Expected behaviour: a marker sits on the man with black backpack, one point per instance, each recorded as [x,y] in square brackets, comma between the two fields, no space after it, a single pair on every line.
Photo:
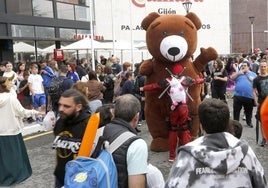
[131,157]
[57,86]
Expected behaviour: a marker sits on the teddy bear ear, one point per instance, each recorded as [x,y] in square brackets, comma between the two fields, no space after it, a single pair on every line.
[193,17]
[149,19]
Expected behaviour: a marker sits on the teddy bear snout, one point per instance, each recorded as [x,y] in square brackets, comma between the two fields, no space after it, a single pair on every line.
[174,51]
[174,48]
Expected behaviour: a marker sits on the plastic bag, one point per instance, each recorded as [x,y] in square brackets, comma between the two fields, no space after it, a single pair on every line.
[49,121]
[154,177]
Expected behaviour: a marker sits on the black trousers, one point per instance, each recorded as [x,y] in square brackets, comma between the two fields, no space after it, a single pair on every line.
[247,103]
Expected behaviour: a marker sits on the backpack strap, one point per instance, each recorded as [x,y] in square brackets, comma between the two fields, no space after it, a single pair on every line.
[119,141]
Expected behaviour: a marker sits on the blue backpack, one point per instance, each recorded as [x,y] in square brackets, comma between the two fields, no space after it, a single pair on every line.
[95,172]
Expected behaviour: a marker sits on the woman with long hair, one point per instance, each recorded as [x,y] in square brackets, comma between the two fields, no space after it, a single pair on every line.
[15,164]
[72,74]
[219,80]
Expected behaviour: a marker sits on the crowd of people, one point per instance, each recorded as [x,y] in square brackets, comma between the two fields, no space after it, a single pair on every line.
[242,78]
[113,90]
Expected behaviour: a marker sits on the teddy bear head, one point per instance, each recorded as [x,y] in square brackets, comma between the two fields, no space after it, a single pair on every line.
[171,38]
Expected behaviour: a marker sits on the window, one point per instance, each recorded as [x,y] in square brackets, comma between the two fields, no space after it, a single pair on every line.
[65,11]
[76,2]
[22,31]
[43,8]
[82,13]
[19,7]
[45,32]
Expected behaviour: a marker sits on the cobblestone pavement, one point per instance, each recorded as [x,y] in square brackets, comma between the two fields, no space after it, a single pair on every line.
[160,159]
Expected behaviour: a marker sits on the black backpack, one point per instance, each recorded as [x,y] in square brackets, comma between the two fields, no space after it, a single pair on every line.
[108,82]
[55,88]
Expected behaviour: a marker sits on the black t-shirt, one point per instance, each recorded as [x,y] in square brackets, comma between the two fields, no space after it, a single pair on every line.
[26,91]
[68,137]
[221,74]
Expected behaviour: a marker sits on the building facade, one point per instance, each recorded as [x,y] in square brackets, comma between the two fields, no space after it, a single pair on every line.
[44,23]
[40,23]
[241,32]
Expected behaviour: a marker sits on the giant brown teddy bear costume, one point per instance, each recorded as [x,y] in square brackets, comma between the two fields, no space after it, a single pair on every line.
[171,40]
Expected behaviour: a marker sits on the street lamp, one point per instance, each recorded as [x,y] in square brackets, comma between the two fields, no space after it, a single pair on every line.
[251,19]
[187,6]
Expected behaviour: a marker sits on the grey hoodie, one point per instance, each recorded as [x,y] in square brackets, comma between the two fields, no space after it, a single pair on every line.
[216,160]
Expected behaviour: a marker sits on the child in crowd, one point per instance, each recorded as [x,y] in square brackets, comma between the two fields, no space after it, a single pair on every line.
[36,87]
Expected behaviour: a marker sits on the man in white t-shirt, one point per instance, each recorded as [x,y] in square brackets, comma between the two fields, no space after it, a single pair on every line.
[131,157]
[36,87]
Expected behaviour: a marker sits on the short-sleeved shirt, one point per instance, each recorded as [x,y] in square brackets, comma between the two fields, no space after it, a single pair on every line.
[221,74]
[261,84]
[137,154]
[37,81]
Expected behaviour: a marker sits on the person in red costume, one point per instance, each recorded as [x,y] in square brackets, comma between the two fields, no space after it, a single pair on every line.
[179,113]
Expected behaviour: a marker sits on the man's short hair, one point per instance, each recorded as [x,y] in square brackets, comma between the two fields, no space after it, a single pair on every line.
[77,96]
[214,115]
[126,107]
[63,68]
[235,128]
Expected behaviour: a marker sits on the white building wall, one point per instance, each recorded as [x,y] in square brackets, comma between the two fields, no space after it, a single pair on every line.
[214,15]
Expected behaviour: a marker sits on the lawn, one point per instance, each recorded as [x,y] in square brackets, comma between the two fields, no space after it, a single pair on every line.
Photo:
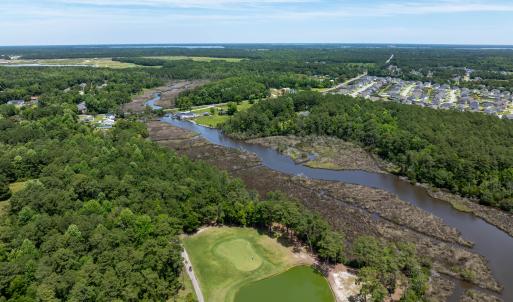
[186,294]
[215,119]
[227,259]
[198,59]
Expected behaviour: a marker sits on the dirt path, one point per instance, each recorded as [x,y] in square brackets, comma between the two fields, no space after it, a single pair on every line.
[192,276]
[352,209]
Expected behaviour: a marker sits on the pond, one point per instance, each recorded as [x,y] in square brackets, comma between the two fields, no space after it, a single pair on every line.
[489,241]
[299,284]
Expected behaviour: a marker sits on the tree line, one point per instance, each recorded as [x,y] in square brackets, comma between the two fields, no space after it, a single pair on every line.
[468,153]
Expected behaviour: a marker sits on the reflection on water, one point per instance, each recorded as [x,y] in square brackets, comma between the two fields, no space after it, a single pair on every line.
[489,241]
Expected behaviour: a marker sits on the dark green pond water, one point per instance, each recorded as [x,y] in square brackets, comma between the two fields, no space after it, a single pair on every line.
[299,284]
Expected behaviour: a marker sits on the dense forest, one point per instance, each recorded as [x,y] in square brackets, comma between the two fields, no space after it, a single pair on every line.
[103,90]
[237,89]
[100,211]
[468,153]
[97,213]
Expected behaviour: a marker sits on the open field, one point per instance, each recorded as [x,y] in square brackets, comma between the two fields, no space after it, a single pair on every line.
[353,209]
[187,291]
[227,259]
[197,59]
[215,119]
[101,62]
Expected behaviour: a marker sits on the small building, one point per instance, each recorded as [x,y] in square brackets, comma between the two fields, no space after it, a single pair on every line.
[17,103]
[186,115]
[82,107]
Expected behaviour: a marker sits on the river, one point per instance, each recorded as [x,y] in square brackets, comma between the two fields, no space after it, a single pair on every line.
[489,241]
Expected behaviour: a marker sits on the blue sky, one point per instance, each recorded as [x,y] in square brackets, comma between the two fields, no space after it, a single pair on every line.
[37,22]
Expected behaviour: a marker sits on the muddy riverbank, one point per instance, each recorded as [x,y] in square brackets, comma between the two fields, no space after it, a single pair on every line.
[335,154]
[322,152]
[354,209]
[167,95]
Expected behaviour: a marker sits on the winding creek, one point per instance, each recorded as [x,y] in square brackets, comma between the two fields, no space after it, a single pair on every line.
[492,243]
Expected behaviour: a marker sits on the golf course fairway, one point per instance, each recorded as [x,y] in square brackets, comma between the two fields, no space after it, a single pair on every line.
[299,284]
[228,260]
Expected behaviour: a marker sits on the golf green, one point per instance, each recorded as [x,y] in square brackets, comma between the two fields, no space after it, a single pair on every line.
[299,284]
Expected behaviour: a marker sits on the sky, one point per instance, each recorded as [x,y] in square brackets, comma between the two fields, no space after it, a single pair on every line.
[72,22]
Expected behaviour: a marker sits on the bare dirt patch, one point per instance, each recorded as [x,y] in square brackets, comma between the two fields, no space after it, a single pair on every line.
[168,95]
[322,152]
[355,210]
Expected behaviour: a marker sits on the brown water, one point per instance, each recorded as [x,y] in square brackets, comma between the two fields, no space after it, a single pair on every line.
[489,241]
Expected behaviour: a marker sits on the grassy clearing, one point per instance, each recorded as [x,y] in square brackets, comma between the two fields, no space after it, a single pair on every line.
[186,294]
[226,259]
[214,120]
[197,59]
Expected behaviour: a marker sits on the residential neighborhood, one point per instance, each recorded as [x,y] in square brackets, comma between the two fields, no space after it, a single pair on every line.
[436,96]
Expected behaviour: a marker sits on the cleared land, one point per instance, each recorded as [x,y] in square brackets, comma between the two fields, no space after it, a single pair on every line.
[352,209]
[198,59]
[216,119]
[227,259]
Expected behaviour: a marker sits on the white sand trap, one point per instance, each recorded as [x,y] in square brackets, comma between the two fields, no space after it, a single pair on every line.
[345,286]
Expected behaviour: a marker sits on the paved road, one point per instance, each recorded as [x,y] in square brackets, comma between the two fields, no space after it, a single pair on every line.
[192,276]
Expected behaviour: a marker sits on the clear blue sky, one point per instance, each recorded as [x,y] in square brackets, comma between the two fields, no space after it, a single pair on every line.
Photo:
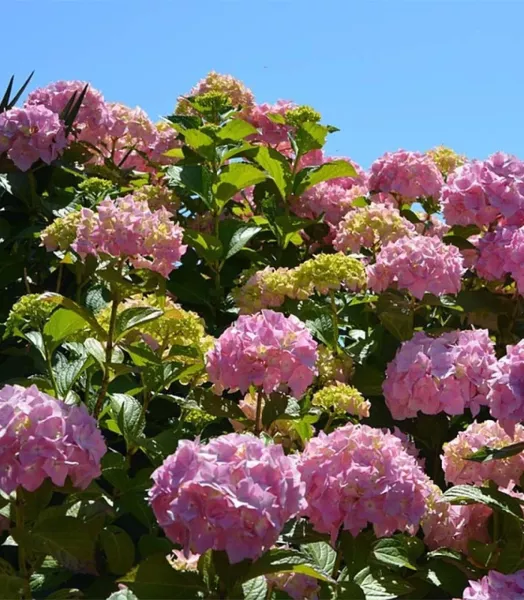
[389,73]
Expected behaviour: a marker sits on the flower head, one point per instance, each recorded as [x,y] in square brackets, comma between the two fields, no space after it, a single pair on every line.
[30,134]
[267,350]
[411,175]
[418,264]
[445,374]
[233,494]
[129,229]
[504,472]
[358,475]
[42,437]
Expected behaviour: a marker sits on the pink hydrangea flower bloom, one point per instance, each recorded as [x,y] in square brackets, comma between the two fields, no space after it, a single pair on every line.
[31,134]
[418,264]
[93,119]
[296,585]
[451,526]
[128,228]
[445,374]
[42,437]
[358,475]
[409,174]
[506,395]
[267,350]
[504,472]
[496,586]
[501,253]
[370,227]
[233,494]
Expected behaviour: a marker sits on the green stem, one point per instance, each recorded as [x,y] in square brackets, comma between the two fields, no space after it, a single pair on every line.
[22,558]
[109,353]
[258,415]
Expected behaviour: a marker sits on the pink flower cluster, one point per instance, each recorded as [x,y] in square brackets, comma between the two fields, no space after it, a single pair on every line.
[358,475]
[94,117]
[501,253]
[411,175]
[504,472]
[418,264]
[506,396]
[128,228]
[445,374]
[233,494]
[30,134]
[370,227]
[267,350]
[41,437]
[450,526]
[480,192]
[496,586]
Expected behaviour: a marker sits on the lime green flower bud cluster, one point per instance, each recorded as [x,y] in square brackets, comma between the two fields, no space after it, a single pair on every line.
[94,186]
[446,159]
[157,196]
[340,399]
[270,287]
[61,233]
[29,313]
[326,272]
[302,114]
[333,367]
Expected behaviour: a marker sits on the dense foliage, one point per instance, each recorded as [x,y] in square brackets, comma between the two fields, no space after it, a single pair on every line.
[235,367]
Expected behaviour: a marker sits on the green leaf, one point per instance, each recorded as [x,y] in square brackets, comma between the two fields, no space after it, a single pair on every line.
[118,548]
[194,179]
[322,555]
[155,579]
[276,166]
[206,245]
[310,136]
[325,172]
[393,552]
[67,539]
[255,589]
[133,317]
[486,453]
[496,500]
[382,586]
[279,406]
[76,308]
[62,323]
[289,561]
[128,413]
[396,314]
[236,130]
[236,177]
[200,142]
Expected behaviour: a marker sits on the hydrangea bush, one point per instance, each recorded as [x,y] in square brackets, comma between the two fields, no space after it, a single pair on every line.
[234,366]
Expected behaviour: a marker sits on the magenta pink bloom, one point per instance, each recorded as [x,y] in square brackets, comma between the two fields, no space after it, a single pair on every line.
[93,119]
[496,586]
[267,350]
[418,264]
[42,437]
[465,198]
[445,374]
[235,494]
[504,472]
[501,253]
[357,476]
[409,174]
[506,396]
[128,228]
[31,134]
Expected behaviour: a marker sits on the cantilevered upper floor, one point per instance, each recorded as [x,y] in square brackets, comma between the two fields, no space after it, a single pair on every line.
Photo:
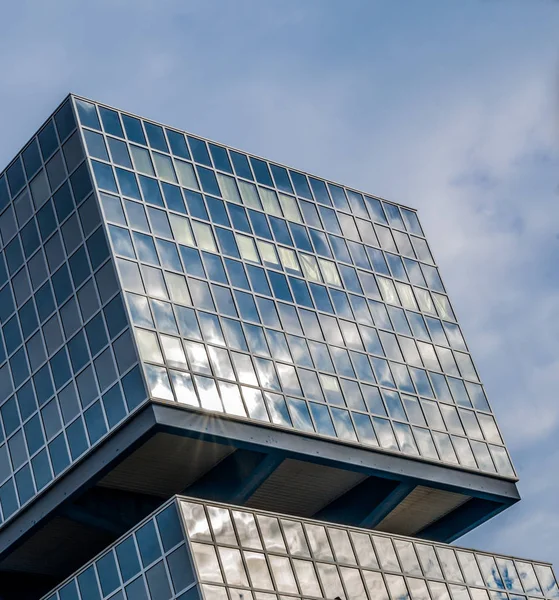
[181,316]
[193,549]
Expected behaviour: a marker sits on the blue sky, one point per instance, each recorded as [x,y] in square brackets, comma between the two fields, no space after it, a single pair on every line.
[451,107]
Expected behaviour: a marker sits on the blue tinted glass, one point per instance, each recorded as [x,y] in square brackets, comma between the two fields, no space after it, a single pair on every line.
[281,231]
[330,220]
[378,261]
[31,160]
[358,254]
[260,224]
[24,484]
[396,266]
[224,301]
[268,312]
[14,255]
[97,248]
[115,316]
[133,386]
[7,303]
[160,222]
[157,581]
[217,211]
[196,206]
[128,184]
[4,196]
[169,255]
[76,439]
[28,318]
[96,145]
[279,286]
[240,163]
[108,573]
[41,469]
[208,181]
[310,214]
[133,128]
[322,419]
[301,184]
[95,422]
[10,416]
[46,220]
[62,284]
[136,590]
[281,178]
[96,334]
[338,196]
[104,176]
[114,405]
[88,114]
[148,543]
[156,137]
[375,210]
[12,334]
[258,280]
[237,274]
[78,351]
[340,249]
[214,267]
[145,248]
[64,119]
[300,237]
[301,292]
[357,204]
[320,243]
[178,144]
[63,202]
[151,191]
[48,140]
[121,240]
[191,261]
[261,171]
[173,198]
[221,160]
[111,122]
[321,299]
[18,365]
[136,216]
[199,151]
[341,304]
[247,306]
[201,296]
[119,152]
[227,242]
[418,326]
[59,454]
[320,192]
[80,182]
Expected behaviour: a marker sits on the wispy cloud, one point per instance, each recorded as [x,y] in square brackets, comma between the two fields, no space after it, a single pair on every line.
[449,108]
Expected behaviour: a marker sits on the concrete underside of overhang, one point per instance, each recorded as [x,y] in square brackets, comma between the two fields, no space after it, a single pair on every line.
[164,450]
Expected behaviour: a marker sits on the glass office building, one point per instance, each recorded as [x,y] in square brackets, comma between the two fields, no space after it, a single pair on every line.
[179,317]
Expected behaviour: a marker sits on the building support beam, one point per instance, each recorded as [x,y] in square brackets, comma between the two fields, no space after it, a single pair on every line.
[462,520]
[354,507]
[112,511]
[237,477]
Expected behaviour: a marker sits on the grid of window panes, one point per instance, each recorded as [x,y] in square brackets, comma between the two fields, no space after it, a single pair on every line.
[150,563]
[253,555]
[64,342]
[262,292]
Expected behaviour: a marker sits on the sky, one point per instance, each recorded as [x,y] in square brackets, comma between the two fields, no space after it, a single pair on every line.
[450,107]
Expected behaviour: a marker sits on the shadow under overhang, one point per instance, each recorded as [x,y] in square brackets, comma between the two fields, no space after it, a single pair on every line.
[165,449]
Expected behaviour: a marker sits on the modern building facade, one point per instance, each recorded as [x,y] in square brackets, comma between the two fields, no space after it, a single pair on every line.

▶ _Task instructions_: Please lay out the part of the items that opens with the line containing "Expected behaviour: a marker sits on the building support" and runs through the last line of the items as a JSON list of strings, one string per line, with both ends included and blank lines left out.

▶ _Response to this task_:
[
  "Expected behaviour: a marker sits on the building support beam, one point per instance, each recorded as [x,y] in square brackets, comma between the two fields, no space after it, a single pair on every line.",
  "[462,520]",
  "[354,507]",
  "[112,511]",
  "[237,477]",
  "Expected behaviour: a marker sits on the grid of window panes, one point per instance, each recorded as [x,y] in square brackets, comma between the two fields, no space after it, a single pair on every line.",
  "[150,563]",
  "[253,555]",
  "[64,342]",
  "[262,292]",
  "Expected behaviour: a marker sits on the sky, one point per instance, each recorded as [x,y] in square brackets, comma between the two fields, no space after it, a single pair on every line.",
  "[450,107]",
  "Expected behaviour: a marker sits on the shadow under overhang, one point per instance, each recorded as [x,y] in square brackets, comma between the two fields, no space after it, a single pair on every line.",
  "[165,449]",
  "Expected behaviour: a marker sits on the modern building facade, one point per instance, each recorded as [x,y] in square brackets, comma between the two fields, no space after it, a single pair on every line."
]